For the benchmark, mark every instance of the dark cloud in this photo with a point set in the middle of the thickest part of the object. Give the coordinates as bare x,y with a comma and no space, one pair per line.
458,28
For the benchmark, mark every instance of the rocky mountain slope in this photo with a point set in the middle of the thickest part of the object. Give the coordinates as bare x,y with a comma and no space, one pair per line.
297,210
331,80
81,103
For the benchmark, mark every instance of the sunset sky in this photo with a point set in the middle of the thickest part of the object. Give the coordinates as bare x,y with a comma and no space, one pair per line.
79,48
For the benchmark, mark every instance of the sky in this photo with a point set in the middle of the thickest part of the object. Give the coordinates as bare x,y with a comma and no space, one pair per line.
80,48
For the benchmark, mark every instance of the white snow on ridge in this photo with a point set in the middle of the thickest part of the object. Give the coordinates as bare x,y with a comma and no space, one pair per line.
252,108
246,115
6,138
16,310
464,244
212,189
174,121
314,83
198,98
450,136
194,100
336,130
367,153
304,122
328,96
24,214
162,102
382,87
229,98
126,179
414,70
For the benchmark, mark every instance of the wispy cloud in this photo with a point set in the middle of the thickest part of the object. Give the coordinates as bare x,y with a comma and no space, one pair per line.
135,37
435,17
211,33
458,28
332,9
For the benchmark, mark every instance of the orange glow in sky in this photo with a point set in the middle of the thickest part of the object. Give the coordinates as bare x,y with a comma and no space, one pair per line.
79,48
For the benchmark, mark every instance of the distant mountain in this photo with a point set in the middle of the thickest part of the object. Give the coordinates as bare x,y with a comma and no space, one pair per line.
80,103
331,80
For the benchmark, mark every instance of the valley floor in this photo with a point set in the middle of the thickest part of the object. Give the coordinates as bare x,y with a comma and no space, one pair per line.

----

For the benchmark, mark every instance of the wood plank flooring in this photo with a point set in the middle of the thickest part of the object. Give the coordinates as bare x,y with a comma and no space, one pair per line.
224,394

----

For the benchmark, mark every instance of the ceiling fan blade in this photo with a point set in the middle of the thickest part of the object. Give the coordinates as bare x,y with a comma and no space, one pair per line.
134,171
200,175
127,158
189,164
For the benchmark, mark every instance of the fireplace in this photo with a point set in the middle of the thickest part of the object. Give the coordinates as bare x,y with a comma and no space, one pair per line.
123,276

----

▶ [Aim of the exercise] Format the rows from the line containing "For the benchmark, mark every instance of the orange" up to and including the line containing "For the benchmark, mark every instance of the valley" as a Markdown table with the columns n and Line, one row per line, omitting blank lines.

▶ [Result for this exercise]
| n | Line |
|---|---|
| 1 | For the benchmark, mark every instance of the orange glow in sky in this photo with a point set in the middle of the thickest part of the object. Give the coordinates as bare x,y with a comma and no space, one pair per line. |
| 2 | 79,48 |
| 3 | For the benchmark, mark every instance of the distant mountain in this photo with a point set in the middle of the thickest part of the object. Give the coordinates as bare x,y with a comma and no space, one pair per line. |
| 4 | 80,103 |
| 5 | 331,80 |
| 6 | For the benchmark, mark every instance of the valley floor in this photo with a point set in the middle of the thickest part of the object. Give the coordinates as bare x,y with a comma and no space, one pair per line. |